### Task brief
Please resume the research overview on plastins and zyxin family proteins, writing on from its final sentence.

### Passage shown
* * * * * * * * *

Current & Future Research

1. Taking as an example plastins and zyxin family members, we investigate at molecular and cellular levels, how actin-associated proteins regulate the assembly of cytoskeleton complexes implicated in cell functions such as adhesion, migration and differentiation/dedifferentiation and gene regulation. Zyxin family members are LIM-domain proteins that act as bi-functional environmental sensors playing an important role in cell plasticity. We and other have previously shown that zyxin family members regulate actin assembly in the cytoplasm (Fradelizi et al. Nature Cell Biol. 2001. 3:699-707) and act as transcription regulator in the nucleus (Petit et al. Mol. Biol. Cell. 2000. 11: 117-129). The properties of Tes, a novel tumour suppressor protein of the zyxin family, are currently studied within the frame of an interdisciplinary Human Frontier Science Program project aiming at reconstructing actin-based motility in a cell-like environment (collaboration with Dr Cécile Sykes, Curie Institute, Paris, www.hfsp.org).

* * * * * * * * *

### Input data
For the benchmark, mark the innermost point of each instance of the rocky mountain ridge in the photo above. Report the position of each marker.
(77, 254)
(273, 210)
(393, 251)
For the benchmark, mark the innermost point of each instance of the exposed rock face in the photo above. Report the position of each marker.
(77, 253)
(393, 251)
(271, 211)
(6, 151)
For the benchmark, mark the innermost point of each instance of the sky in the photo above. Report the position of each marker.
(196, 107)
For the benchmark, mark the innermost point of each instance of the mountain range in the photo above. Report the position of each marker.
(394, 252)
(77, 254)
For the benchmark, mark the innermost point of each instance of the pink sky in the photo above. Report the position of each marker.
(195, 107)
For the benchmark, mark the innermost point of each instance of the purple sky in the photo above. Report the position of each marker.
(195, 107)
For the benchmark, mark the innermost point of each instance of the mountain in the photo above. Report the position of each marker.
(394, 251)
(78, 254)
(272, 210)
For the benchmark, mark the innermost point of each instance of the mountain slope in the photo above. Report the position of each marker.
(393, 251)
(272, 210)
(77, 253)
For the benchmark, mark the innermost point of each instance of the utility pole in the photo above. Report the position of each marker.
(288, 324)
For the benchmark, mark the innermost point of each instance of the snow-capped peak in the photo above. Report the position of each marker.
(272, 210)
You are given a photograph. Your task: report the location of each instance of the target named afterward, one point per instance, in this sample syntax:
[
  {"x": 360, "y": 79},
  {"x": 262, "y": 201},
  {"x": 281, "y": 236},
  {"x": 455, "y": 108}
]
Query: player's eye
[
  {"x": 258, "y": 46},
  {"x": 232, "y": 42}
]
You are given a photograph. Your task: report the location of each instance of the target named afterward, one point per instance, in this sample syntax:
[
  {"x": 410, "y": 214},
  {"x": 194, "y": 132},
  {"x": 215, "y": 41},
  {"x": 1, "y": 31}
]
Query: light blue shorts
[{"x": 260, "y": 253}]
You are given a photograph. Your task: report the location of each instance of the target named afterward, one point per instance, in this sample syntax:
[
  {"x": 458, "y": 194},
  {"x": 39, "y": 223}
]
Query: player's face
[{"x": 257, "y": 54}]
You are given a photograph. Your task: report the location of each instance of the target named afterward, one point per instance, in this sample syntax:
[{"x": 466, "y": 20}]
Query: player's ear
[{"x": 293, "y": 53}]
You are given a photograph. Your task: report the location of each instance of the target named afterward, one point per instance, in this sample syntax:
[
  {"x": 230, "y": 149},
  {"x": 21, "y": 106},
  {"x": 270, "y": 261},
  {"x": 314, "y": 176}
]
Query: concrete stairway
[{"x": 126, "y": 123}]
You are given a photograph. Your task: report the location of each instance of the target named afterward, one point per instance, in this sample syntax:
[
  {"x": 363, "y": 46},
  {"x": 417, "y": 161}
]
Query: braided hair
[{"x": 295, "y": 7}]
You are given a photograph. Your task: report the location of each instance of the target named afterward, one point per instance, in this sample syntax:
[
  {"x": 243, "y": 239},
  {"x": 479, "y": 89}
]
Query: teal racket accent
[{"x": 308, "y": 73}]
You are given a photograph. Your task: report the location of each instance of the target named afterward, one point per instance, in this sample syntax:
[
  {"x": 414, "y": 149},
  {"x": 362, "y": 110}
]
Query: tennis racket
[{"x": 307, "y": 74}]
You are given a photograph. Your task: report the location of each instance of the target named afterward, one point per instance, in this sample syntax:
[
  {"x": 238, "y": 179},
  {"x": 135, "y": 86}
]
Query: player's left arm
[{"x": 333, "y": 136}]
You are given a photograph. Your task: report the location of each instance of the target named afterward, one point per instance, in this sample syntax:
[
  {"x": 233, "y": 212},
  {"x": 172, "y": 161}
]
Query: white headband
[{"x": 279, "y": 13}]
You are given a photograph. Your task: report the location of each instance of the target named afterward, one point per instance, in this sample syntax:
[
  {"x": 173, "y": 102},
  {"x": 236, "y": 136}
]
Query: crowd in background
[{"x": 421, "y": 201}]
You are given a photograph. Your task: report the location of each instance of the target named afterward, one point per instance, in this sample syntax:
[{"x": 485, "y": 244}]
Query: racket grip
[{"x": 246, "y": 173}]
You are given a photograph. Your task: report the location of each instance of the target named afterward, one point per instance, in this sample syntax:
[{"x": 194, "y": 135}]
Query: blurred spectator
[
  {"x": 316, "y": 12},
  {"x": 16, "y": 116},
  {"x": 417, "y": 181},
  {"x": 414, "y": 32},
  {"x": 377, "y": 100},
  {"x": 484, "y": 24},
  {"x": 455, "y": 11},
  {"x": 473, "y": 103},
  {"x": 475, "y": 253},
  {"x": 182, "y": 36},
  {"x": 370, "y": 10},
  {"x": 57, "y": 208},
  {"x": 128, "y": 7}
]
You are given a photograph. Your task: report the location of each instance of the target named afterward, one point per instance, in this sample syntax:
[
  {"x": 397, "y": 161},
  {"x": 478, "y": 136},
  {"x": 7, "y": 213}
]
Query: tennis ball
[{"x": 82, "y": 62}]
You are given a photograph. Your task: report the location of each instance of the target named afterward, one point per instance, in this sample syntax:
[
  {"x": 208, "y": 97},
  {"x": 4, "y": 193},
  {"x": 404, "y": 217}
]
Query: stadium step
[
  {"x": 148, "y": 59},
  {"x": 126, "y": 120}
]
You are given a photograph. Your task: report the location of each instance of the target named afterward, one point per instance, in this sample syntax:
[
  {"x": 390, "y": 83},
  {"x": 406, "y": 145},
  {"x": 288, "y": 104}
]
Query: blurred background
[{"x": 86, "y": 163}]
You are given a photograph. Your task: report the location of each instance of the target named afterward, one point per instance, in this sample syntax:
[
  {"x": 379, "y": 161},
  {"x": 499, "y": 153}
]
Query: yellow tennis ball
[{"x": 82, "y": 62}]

* * * * * * * * *

### Answer section
2. We investigate how cytoskeleton circuits contribute to disease, with a specific focus on cancer, an inflammatory-driven disease (for review see Giganti and Friederich. 2003. in Prog. Cell Cycle Res, 5:511-525). We have designed and produced a function-focused microarray that will be further extended to 1500 genes, including genes of major regulatory pathways (Muller et al. 2007. BMC Genomics). This microarray is currently used to identify changes in the repertoire of expressed cytoskeletal genes and associated regulatory pathways that contribute to epithelial to mesenchymal transition (EMT), a key step of epithelial cancer cell invasion. Genes of interest are further studied in cell-based functional assays ( FNR project 01/04/09, BIOSAN , collaboration with Dr Laurent Vallar, Microarray Centre, CRP-Santé, Luxembourg, Dr Olivier Poch IGBMC, Strasbourg). In the future, this project will be extended to the identification of non-coding miRNA that contribute to EMT.
3. Modelling approaches (e.g. Monte Carlo approach) for the analysis of complex biological systems such as the actin cytoskeleton will be further developed (collaboration with the Systems Analysis Department of the State University of Belarus, Minsk, scientific exchange granted by the European Science Foundation, www.ESF.org ).